▶ Exercise: Your copy of the material below should match it exactly, except that it holds no pictures.

Point placement records

"""

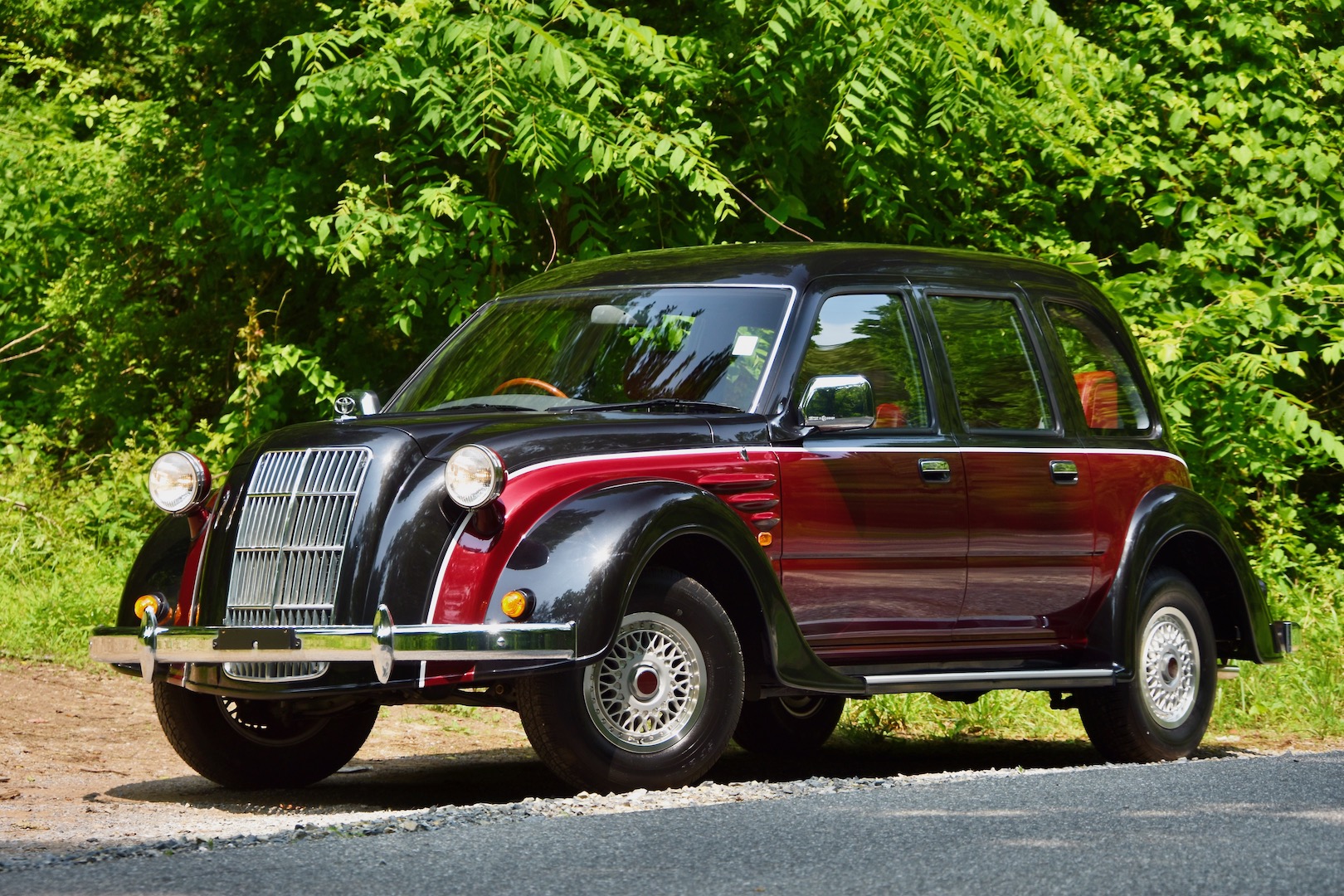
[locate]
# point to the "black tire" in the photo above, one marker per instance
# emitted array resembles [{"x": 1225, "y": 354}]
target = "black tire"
[
  {"x": 1163, "y": 712},
  {"x": 788, "y": 726},
  {"x": 254, "y": 743},
  {"x": 657, "y": 709}
]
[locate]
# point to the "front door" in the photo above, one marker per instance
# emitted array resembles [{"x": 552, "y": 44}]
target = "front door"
[
  {"x": 874, "y": 520},
  {"x": 1029, "y": 486}
]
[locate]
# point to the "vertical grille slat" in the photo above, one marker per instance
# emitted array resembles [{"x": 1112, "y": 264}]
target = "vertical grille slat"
[{"x": 290, "y": 543}]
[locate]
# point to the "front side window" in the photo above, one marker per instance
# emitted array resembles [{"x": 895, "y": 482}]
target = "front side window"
[
  {"x": 995, "y": 371},
  {"x": 691, "y": 344},
  {"x": 869, "y": 334},
  {"x": 1107, "y": 388}
]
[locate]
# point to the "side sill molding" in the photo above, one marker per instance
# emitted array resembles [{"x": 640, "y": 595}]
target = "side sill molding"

"""

▶ Complete response:
[locate]
# point to the "black tire" in the photo above, one marker per instance
# emitted array resembles [{"x": 1225, "y": 354}]
target = "black tire"
[
  {"x": 1163, "y": 712},
  {"x": 788, "y": 726},
  {"x": 254, "y": 743},
  {"x": 657, "y": 709}
]
[locate]
# point to the "front door" in the photo above, one marker per instance
# emitted array resembles [{"x": 552, "y": 44}]
target = "front door"
[
  {"x": 874, "y": 520},
  {"x": 1029, "y": 486}
]
[locate]
# point to the "vertical grille slat" in the photo above, one marker per instance
# emitted array resembles [{"x": 1112, "y": 264}]
target = "vertical grille slat"
[{"x": 290, "y": 543}]
[locate]
# point to the "front side window" in the photo above, one marker per instance
# emitted array resembles [{"x": 895, "y": 482}]
target = "front side window"
[
  {"x": 995, "y": 371},
  {"x": 691, "y": 344},
  {"x": 869, "y": 334},
  {"x": 1107, "y": 388}
]
[locate]
# point to the "side sill molding" in the photo above, one marker per instance
# emitted array resembles [{"x": 640, "y": 595}]
target = "side sill molding"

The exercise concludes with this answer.